• **What to produce**
Replace every "single dot" in the entries below with "small cross", then give all the entries again with nothing else changed, leaving out the pictures.

• **Data to use**
━━━━━━━━━━━━━━━━
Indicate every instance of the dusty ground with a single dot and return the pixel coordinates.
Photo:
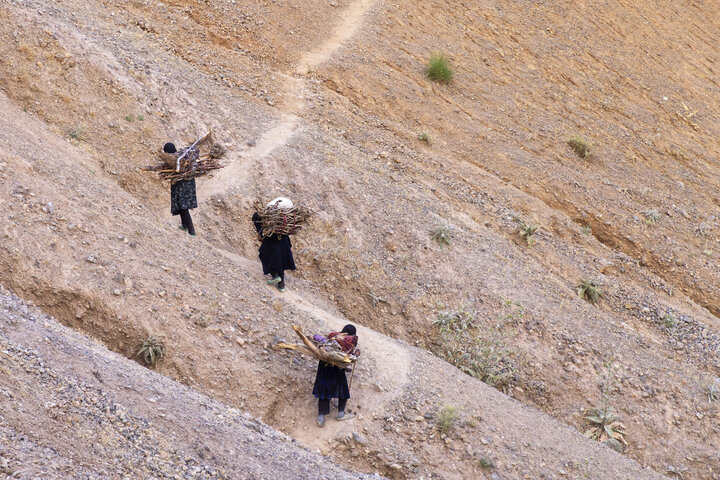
(330, 113)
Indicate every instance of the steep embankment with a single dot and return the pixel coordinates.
(329, 112)
(72, 409)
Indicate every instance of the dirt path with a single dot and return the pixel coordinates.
(293, 93)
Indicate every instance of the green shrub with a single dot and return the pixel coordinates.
(438, 69)
(527, 231)
(651, 216)
(486, 463)
(441, 235)
(589, 290)
(481, 352)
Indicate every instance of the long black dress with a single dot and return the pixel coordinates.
(275, 251)
(330, 382)
(182, 196)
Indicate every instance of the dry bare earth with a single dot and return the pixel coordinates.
(87, 237)
(72, 409)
━━━━━━━━━━━━━━━━
• **Complete output**
Indicate every instance of the dusty ground with a small cross and return the pixel coordinates.
Photo:
(330, 113)
Indicate every instance of the steep embankment with a small cross and return the pixel coordinates.
(329, 112)
(72, 409)
Indicate every instance of the dirt path with a small cross and return the pixel coordinates.
(293, 93)
Indicate every instance of the green shrub with a small cross and return the pixel coordinates.
(438, 69)
(527, 231)
(651, 216)
(486, 463)
(441, 235)
(589, 290)
(481, 352)
Indicate every instance of the long black dress with a small cross and return the pixel coordinates.
(275, 251)
(330, 382)
(182, 196)
Indicate every instance of the dry bare earth with a small cross and return the pixel coordinates.
(87, 237)
(72, 409)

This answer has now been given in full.